Un ser humano sólo alcanza a lo largo de su vida cuatro edades en las que el segundo dígito duplica al primero. Quien esto escribe cumplió recientemente la cuarta y última de esas edades, y bien temprano le fue entregado el regalo que, con su conocimiento, llevaba varios meses envuelto y guardado en cierto lugar de la casa (todas las familias normales se parecen, las extravagantes lo son cada una a su manera). Se trataba de un libro, claro. Y no un libro cualquiera: el Cortázar de la A a la Z que Alfaguara ha publicado este año para conmemorar el centenario del nacimiento del escritor argentino, con edición a cargo de Aurora Bernárdez, su primera mujer, y Carles Álvarez Garriga, un estudioso de su obra. Se trata de un libro de hermoso formato, un álbum biográfico, o, como se dice con más precisión en su interior, un diccionario biográfico ilustrado: fragmentos de sus libros o de cartas referidos a determinadas palabras y nombres propios, ordenados alfabéticamente y acompañados de fotografías, reproducciones de manuscritos y mecanoscritos, de objetos que fueron suyos, de primeras ediciones de sus obras… Un libro muy bello que tal vez no añada mucho a lo que un avezado lector de Cortázar ya conoce de su obra y su vida, pero que en cualquier caso hay que tener, tocar, explorar, habitar, vivir, recorrer en todas sus esquinas y recodos y pasillos y vueltas y revueltas.

En mi caso, la existencia de esta curiosa obra es doblemente especial, pues significa un nuevo punto en común con el otro escritor a quien más amo, Francis Scott Fitzgerald. En 1974, su hija Scottie Fitzgerald Smith y Mathew J. Bruccoli, un experto en su obra, publicaron un libro titulado The Romantic Egoists, descrito como A Pictorial Autobiography from the Scrapbooks and Albums of F. Scott and Zelda Fitzgerald, es decir, una autobiografía gráfica de tan legendaria pareja contada a través de sus fotografías, libros de recortes y álbumes varios: un libro a-som-bro-sa-men-te similar a este de Julio CortÁZAR, no publicado nunca en España, y que más de una vez he tenido a un clic de ratón de comprármelo por Internet.

....

Cómo resolverla - Reproduce tal cual, del texto sobre el libro dedicado a Cortázar, el fragmento comprendido entre "En mi caso, la" y "comprármelo por Internet.", ambos incluidos. El material no hace falta para resolver ninguna tarea.

Datos de entrada -
....

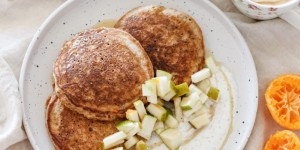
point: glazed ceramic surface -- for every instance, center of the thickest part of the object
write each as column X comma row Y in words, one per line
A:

....

Solución propuesta -
En mi caso, la existencia de esta curiosa obra es doblemente especial, pues significa un nuevo punto en común con el otro escritor a quien más amo, Francis Scott Fitzgerald. En 1974, su hija Scottie Fitzgerald Smith y Mathew J. Bruccoli, un experto en su obra, publicaron un libro titulado The Romantic Egoists, descrito como A Pictorial Autobiography from the Scrapbooks and Albums of F. Scott and Zelda Fitzgerald, es decir, una autobiografía gráfica de tan legendaria pareja contada a través de sus fotografías, libros de recortes y álbumes varios: un libro a-som-bro-sa-men-te similar a este de Julio CortÁZAR, no publicado nunca en España, y que más de una vez he tenido a un clic de ratón de comprármelo por Internet.